Document excerpt section start

Parvalbumin-containing interneurons in the basolateral amygdala express high levels of the alpha1 subunit of the GABAA receptor.

The basolateral amygdala (ABL) is essential for the amnestic effects of benzodiazepines in aversive learning tasks. Because the alpha1 subunit of the gamma-aminobutyric acid (GABA)(A) receptor is critical for these amnestic actions, knowledge of the neuronal localization of this subunit in the ABL should contribute to an understanding of the candidate neuronal mechanisms involved. To examine this question, we used dual-labeling immunohistochemical techniques to study the localization of the alpha1 subunit in the ABL. Our results suggest that the alpha1 subunit of the GABA(A) receptor is localized primarily in GABAergic interneurons in the ABL at the somal level, although the intense neuropil staining in the lateral nucleus suggests that distal dendrites of pyramidal projection neurons in this nucleus may also contain high levels of the alpha1 subunit. The great majority of alpha1-immunoreactive interneurons also exhibit immunoreactivity for the beta2/3 subunits of the GABA(A) receptor. Parvalbumin-positive (PV+) interneurons are the main interneuronal subpopulation exhibiting alpha1 immunoreactivity, but some calretinin-positive interneurons also express this subunit. These data suggest that certain subpopulations of GABAergic interneurons in the ABL, especially PV+ cells, receive a robust GABAergic innervation. Because the most likely source of this innervation is intrinsic, these results suggest that PV+ interneurons could constitute an important component of interneuronal networks in the ABL. These networks may be critical for the generation of synchronized rhythmic oscillations involved in consolidation of emotional memories. The activation of alpha1-containing GABA(A) receptors in the ABL by benzodiazepines may disrupt rhythmic oscillations critical for memory consolidation.

Document excerpt section end

Task statement |
Please state which interneuronal subpopulation the amygdala abstract names as the main one showing alpha1 immunoreactivity. The rows that follow have no connection to the amygdala abstract.

Extracted records section start

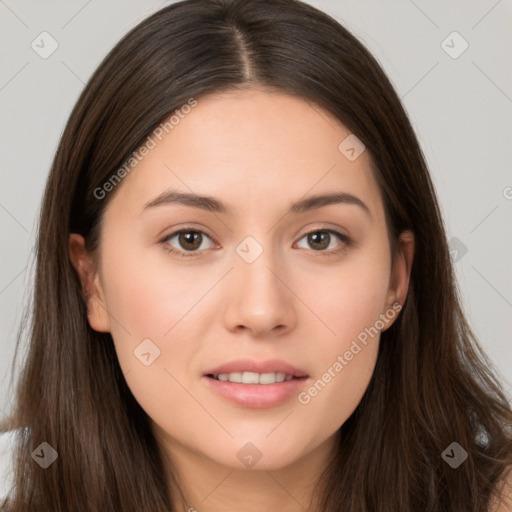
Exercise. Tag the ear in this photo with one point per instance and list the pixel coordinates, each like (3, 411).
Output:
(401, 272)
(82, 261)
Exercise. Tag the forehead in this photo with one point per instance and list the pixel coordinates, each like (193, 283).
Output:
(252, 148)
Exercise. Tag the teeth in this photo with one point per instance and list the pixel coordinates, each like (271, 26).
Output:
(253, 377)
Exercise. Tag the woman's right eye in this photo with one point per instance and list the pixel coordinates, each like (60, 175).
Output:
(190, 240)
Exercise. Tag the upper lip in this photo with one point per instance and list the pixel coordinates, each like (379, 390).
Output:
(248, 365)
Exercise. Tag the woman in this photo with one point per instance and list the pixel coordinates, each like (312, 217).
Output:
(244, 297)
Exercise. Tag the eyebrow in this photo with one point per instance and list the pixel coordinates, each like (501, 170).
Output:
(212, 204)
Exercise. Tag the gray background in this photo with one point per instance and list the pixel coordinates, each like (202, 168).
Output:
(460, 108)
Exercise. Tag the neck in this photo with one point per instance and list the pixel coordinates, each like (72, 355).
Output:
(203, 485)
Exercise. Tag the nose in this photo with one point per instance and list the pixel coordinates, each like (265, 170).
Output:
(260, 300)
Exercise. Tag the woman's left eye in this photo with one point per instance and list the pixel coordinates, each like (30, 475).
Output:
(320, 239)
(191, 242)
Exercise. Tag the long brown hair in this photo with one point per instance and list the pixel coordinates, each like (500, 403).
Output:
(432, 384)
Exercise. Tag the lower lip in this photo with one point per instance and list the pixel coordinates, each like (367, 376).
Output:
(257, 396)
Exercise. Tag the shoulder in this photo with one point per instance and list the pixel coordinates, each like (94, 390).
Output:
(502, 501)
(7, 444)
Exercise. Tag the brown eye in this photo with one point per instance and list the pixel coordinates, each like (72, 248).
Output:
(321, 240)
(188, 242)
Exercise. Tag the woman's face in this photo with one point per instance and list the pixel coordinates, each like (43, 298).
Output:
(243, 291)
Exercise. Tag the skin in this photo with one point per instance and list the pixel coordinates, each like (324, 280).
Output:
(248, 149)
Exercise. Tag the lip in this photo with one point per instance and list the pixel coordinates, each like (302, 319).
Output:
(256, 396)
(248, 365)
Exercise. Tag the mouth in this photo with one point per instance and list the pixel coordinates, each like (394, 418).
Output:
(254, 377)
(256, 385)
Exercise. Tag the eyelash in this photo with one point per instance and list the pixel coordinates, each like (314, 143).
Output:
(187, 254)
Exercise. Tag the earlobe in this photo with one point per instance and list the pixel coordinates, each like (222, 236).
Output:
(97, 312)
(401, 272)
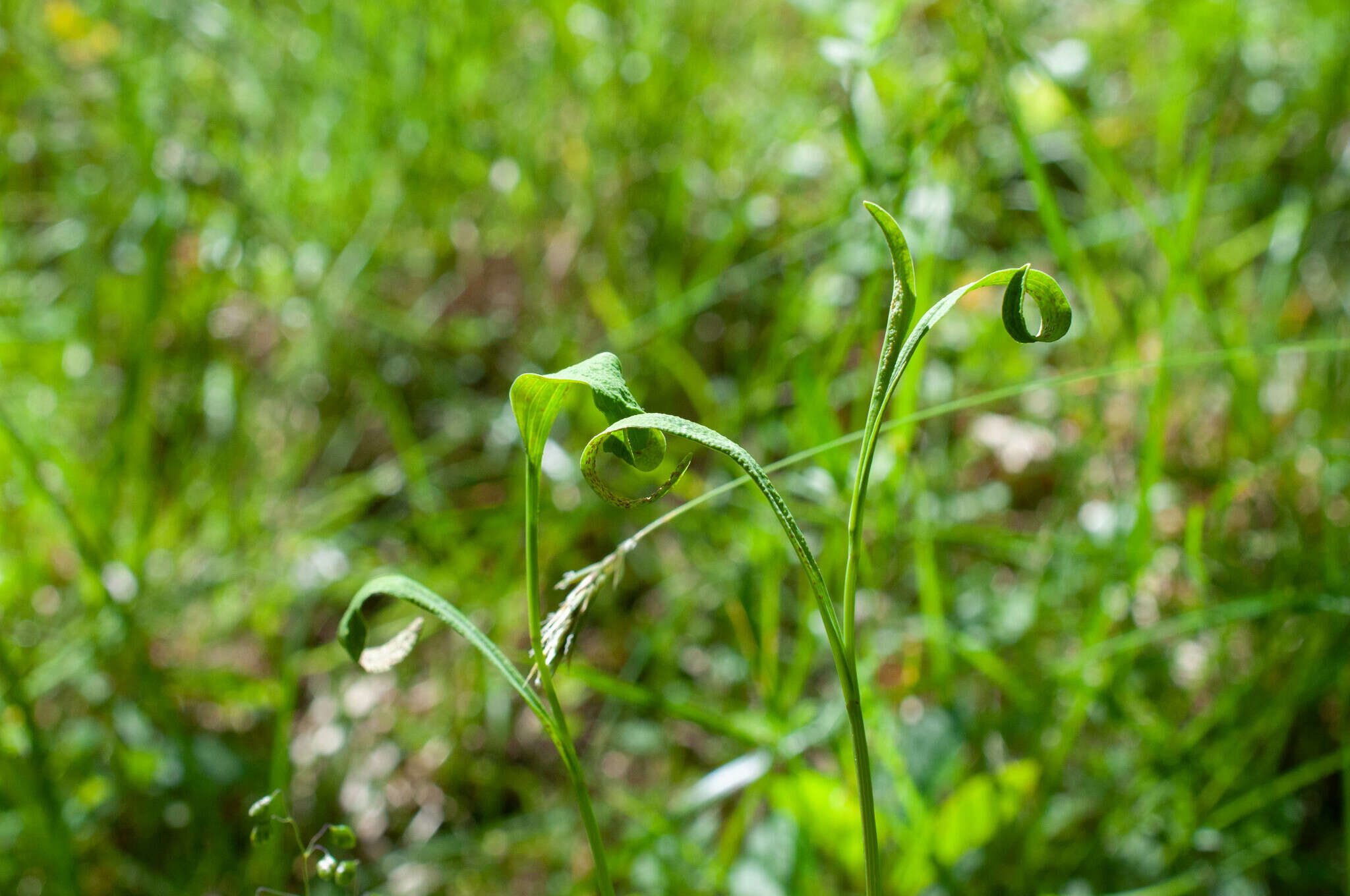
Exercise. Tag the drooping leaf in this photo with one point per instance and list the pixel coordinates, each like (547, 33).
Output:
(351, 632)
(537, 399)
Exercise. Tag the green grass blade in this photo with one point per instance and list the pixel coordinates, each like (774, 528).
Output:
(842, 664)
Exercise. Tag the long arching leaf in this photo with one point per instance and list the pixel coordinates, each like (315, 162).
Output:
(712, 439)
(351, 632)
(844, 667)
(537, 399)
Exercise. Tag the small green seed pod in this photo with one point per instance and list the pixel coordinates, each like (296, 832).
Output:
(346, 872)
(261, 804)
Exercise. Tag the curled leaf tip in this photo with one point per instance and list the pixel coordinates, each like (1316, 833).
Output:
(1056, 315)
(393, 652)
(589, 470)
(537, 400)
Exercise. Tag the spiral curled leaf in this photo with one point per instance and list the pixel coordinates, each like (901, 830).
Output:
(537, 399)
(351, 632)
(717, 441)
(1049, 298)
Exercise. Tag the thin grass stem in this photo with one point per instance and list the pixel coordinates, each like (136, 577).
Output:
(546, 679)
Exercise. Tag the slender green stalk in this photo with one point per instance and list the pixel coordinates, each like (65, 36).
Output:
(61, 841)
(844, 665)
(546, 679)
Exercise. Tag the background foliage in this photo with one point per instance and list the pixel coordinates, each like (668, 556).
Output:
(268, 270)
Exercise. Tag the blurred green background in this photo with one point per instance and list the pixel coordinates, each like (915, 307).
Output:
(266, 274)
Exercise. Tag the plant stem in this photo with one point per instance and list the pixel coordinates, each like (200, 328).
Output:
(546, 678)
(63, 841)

Extracted records section end
Extracted records section start

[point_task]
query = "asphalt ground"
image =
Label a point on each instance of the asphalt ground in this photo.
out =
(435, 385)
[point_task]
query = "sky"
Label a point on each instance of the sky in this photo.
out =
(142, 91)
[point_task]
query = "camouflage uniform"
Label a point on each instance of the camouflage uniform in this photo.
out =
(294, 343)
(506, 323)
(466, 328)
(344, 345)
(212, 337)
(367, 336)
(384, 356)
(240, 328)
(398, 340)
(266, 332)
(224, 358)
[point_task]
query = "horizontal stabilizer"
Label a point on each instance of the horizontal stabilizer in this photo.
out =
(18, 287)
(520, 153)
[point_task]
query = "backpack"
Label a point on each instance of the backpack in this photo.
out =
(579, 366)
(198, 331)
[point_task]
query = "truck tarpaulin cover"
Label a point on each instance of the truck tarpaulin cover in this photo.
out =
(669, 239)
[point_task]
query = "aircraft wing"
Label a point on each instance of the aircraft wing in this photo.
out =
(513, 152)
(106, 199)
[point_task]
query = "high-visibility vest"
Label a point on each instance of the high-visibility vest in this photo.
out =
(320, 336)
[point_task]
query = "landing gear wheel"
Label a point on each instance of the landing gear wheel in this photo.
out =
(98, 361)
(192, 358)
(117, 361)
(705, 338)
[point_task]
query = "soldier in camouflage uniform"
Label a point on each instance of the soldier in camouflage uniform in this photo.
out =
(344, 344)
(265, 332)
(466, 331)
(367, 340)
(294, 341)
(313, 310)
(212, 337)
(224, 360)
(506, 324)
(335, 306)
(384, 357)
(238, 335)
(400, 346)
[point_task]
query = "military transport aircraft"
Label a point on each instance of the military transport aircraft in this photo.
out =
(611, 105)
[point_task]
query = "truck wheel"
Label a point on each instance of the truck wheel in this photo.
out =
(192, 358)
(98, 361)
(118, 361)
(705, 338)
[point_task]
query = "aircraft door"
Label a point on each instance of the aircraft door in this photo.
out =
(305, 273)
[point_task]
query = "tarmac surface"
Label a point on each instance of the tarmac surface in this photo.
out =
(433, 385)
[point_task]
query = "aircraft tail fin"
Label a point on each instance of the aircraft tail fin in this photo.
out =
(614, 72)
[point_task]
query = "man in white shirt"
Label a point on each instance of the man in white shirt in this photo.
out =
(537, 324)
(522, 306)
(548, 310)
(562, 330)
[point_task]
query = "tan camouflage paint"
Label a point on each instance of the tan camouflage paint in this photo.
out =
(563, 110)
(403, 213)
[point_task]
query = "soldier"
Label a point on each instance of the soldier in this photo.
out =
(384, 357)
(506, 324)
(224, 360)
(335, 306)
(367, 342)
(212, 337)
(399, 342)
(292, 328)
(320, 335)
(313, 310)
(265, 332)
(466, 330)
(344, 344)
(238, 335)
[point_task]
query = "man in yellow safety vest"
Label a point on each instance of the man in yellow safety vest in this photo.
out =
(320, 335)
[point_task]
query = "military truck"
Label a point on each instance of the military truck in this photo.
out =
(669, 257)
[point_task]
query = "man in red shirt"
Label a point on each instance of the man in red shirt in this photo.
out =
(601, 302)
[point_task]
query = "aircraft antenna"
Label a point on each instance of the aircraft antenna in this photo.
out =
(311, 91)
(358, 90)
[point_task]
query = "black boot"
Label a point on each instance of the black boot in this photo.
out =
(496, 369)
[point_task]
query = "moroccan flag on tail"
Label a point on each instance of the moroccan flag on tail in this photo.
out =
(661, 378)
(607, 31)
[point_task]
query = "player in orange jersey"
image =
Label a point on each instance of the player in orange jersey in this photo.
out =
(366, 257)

Extracted records section end
Extracted records section start

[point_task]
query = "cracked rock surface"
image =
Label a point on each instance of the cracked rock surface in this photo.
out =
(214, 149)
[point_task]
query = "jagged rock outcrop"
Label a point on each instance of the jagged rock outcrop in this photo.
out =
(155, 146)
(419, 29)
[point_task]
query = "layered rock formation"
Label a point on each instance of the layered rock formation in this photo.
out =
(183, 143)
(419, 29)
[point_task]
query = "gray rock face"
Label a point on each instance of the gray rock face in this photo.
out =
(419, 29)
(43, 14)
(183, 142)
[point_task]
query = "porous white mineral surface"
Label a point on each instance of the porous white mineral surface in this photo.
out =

Extracted records section end

Response to the task |
Parvalbumin-positive (PV+) interneurons.